Dataset excerpts:

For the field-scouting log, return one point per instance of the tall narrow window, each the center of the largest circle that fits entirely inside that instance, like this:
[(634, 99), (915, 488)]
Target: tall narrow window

--

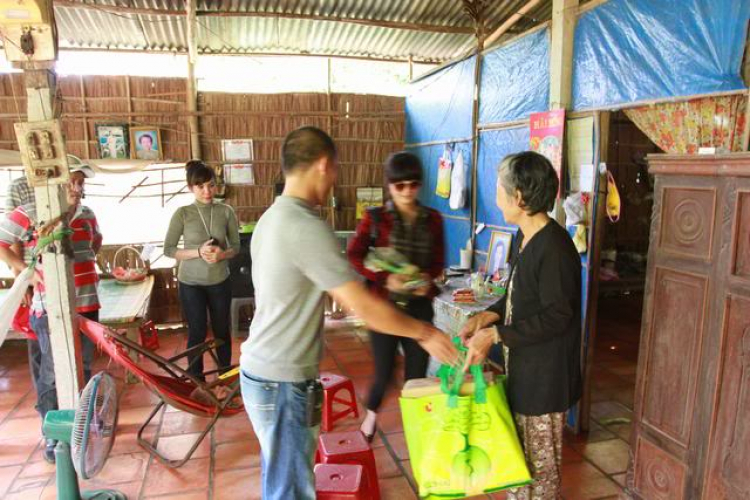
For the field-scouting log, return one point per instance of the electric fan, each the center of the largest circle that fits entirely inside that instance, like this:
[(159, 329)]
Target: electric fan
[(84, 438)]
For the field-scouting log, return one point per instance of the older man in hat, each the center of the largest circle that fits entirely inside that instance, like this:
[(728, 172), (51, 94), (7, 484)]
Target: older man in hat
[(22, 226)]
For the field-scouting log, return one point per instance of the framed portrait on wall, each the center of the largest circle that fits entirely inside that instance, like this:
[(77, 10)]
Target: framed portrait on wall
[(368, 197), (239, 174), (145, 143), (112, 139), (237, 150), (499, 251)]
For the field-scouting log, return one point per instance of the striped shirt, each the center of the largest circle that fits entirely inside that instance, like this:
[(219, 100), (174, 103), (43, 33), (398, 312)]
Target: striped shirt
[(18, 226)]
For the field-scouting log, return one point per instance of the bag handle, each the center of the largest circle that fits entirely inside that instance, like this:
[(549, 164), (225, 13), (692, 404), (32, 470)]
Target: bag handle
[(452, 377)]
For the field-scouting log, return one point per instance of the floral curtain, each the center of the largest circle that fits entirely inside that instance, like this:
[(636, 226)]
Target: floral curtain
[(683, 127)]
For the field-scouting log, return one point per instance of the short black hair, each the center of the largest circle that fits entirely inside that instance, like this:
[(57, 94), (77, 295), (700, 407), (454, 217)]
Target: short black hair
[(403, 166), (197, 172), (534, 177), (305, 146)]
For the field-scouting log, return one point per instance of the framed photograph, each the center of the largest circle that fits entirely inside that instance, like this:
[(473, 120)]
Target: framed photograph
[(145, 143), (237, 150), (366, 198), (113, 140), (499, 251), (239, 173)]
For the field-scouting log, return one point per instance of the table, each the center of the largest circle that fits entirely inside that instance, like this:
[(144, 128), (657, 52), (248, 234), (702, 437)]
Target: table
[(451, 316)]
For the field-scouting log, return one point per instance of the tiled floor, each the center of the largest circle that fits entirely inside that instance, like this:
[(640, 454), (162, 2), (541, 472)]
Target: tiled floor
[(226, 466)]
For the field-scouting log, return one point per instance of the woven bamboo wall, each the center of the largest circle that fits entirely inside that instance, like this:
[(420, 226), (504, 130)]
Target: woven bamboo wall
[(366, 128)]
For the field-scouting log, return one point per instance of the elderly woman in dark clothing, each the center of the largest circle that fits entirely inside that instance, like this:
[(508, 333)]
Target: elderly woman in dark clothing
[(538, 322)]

---

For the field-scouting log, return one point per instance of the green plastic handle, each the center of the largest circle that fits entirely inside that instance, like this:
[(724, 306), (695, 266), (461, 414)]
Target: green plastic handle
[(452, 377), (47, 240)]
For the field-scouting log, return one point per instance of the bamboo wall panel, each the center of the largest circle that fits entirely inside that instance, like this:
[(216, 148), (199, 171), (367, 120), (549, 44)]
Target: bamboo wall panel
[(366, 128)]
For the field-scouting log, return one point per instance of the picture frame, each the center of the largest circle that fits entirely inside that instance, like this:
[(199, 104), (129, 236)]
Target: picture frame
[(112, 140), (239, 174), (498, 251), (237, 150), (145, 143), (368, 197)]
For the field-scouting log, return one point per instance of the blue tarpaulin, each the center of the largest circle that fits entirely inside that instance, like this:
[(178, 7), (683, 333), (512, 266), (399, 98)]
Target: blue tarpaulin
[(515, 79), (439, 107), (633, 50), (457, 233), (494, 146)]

What needs to be done: Copy each line of the preceding data that contains the string "tall".

Result of the task:
For the field-scouting log, return one point per instance of the tall narrow window, each the center of the largest circle that fits entirely inside that instance, like this:
Target: tall narrow window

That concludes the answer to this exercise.